§ **SOURCE MATERIAL**:
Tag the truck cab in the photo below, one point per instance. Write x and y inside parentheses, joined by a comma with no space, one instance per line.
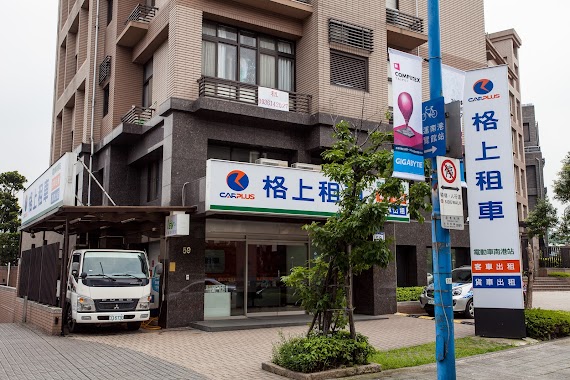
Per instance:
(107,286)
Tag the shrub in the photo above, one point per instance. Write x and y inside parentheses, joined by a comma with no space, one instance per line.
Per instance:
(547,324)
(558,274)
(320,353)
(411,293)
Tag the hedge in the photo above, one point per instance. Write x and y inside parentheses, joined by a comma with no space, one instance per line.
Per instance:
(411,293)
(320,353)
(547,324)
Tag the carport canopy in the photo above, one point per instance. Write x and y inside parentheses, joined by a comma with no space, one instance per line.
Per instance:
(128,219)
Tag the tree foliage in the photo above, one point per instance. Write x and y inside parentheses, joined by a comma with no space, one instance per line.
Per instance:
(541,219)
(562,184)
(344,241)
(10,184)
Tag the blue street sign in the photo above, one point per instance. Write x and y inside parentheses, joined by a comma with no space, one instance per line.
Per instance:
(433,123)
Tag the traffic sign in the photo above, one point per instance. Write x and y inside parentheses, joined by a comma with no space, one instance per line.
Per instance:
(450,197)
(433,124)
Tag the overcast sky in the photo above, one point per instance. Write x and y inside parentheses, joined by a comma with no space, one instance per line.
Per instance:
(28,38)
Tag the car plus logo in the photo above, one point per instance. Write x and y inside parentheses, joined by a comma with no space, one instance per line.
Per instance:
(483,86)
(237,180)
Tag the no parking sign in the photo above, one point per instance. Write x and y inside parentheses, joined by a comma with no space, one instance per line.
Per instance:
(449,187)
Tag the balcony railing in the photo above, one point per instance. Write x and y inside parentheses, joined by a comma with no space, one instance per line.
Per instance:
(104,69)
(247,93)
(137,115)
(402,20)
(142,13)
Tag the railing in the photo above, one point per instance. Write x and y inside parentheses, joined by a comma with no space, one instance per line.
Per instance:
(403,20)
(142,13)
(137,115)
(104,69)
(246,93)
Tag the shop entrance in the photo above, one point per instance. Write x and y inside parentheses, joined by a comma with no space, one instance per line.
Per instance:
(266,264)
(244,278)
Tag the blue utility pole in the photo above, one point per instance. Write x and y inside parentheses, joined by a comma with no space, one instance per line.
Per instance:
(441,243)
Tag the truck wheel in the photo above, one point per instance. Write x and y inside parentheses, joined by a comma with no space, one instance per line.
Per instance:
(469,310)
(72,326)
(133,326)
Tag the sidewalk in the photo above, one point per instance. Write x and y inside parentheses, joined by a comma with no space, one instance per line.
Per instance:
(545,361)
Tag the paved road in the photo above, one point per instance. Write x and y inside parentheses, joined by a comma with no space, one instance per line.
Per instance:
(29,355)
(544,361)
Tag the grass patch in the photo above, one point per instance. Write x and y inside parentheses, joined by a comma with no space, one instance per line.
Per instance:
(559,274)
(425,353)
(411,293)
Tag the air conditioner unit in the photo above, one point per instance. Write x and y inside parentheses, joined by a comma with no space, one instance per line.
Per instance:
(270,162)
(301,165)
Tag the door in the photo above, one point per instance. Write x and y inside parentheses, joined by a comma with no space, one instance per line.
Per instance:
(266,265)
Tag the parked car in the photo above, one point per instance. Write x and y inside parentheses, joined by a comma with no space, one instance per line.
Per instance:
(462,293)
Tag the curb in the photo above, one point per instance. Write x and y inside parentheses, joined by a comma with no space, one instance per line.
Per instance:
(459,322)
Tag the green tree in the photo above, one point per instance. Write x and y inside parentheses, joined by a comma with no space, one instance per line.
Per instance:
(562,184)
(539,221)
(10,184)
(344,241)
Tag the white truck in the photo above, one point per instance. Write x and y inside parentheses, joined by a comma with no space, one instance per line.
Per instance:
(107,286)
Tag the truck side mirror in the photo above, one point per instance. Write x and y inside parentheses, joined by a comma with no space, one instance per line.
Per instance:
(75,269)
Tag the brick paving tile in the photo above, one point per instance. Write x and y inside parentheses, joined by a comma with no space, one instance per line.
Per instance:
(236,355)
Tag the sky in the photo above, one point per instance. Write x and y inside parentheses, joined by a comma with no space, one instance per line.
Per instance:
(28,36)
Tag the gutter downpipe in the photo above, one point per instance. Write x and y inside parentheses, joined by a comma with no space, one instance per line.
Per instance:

§ **ABOUT THIS EXERCISE**:
Omit the pictures, then retype the remaining material without a single change.

§ **ANSWER FOR THE TASK**:
Tag the truck cab in the photo below, one point per instance. Write x and y inside parentheses, joined by a comma with no space, one instance per line.
Per instance:
(107,286)
Tag the shrub in the photo above, one point per instance. Write x and y inside parentheses, joined by a comma with no space, one instance per line.
Per instance:
(547,324)
(558,274)
(320,353)
(411,293)
Tag the hedge in the photo above, one point per instance. Write x and y inside parentheses, joined by a comma with no space, one instance per line.
Per instance:
(411,293)
(320,353)
(547,324)
Tag the carport canopy in the photo above, one point per instance. Write x and y inside parentheses, joined by a comma with no space, one instance per line.
Per instance:
(128,219)
Tag the tree foliage in the photo above, one point per instance. Write x and y inside parentheses, joined by a comma with no space, one instance per line.
Per instance:
(541,219)
(562,184)
(344,241)
(10,184)
Tag the blue street sign in the photo above, one point per instance. Write x and y inside parentheses, joined by a comma with no space, one instance per line.
Per instance:
(433,123)
Tag the traffic sign in the photo above, one point per instance. Write x and y inside parentheses, joined by a comma with no space, one instance per line.
Per instance:
(450,197)
(433,124)
Tag the overcast sky in the photo above, one point per instance. Write x and y inside parentheses, joined by a comma with no space, one instance per line.
Per instance:
(28,38)
Tag the car plus logo in the photo above, one point per instance. Write x and y inside parentheses, joined by a comma with no space, one instance per line.
Per instance:
(483,86)
(237,180)
Tag the no parking sign in the photo above, one point per instance. Write x and y inside parentheses, joined by a comma with no space, one instance per line.
Per instance:
(449,187)
Tag the balcony railing in the photo above, one point per instance. Write x and y inside parentheses, joined by a comma with no space, one instance per line.
Per instance:
(104,69)
(247,93)
(137,115)
(402,20)
(142,13)
Tag the railing in the photo above, one point per instance. Write x and y inside parentheses, joined by a comma with no space, one instance per line.
Per instance:
(403,20)
(142,13)
(137,115)
(104,69)
(246,93)
Tag the shop entrance in the photo above, one point per instance. Write x and y inside parentheses, joined by a comma with no space, one instance per line.
Per instance:
(266,264)
(244,278)
Tag the blue utility pole in the photo above, one point per instance. Write x and y inside parentheses, joined by a comma with no space, one instance per line.
Per instance:
(441,243)
Tag the truck wheel in the photo above, one point per instance. Write x and y inside parentheses, joined by a comma with no space, one instance per line.
Per instance:
(469,310)
(72,326)
(133,326)
Tag the sidewalk in the photo above, one point per instance. Write x and y inside parentheses, joined by a comma with no space, one instance per line.
Per instance:
(545,361)
Tag the paved road in the photo above, one point per instance. Write x and y inside parentheses, joined by a comma with no space, one instance per line.
Per instance:
(29,355)
(544,361)
Tag the grass patch in the photo above, one point per instance. Write x and y inside parentheses, joined by a comma with no space, one instance per line.
Per instance:
(559,274)
(425,353)
(411,293)
Tag the air conditioner unit in the photo above, one point per instance. Write x and y inside parentheses, joined by a comma with no space, one instance per line.
Per instance:
(270,162)
(301,165)
Tag the door in the photo above, one point per instance. Write x and y inside parentheses, joined by a comma with no space, one instance per line.
Per instance:
(266,265)
Tag the parked car in the photo above, one point per instance. Write x and y inside parentheses, joined by a comma with no space, one instance per line.
Per instance:
(462,293)
Tag the curb in the photo above, one point per instance. Write x and y inside parentheses, joined by a comma with no space, one instance per line.
Per instance:
(459,322)
Tag the green tree in the photo above, one point per instance. Write x and y inside parentheses, joined by a comma with no space, one instance per line.
Per instance:
(562,184)
(539,221)
(10,184)
(344,241)
Tag the white truck in the photo above, one point per instance. Write x and y inside parentheses, joined by a comma with no space, one instance per line.
Per instance:
(107,286)
Tag the truck side mirror in the photo above, one point per instance. Write x and y inside parentheses, joined by a comma with no space, one instance per line.
Per instance:
(75,269)
Tag the brick paving tile in the photo above, one point per instance. Write x and y inside parentheses, joined by a comma with no space, one instance per line.
Per instance:
(236,355)
Tag the sky in the photo above, one point per instance. Write x and y inside parentheses, joined by a comma with no space, one instance per line.
Per instance:
(28,36)
Tag the gutter downpipe in the photo above, one point per instance. Write x and y inside parentheses, joined by a comma with no space, one instance per line.
Per instance:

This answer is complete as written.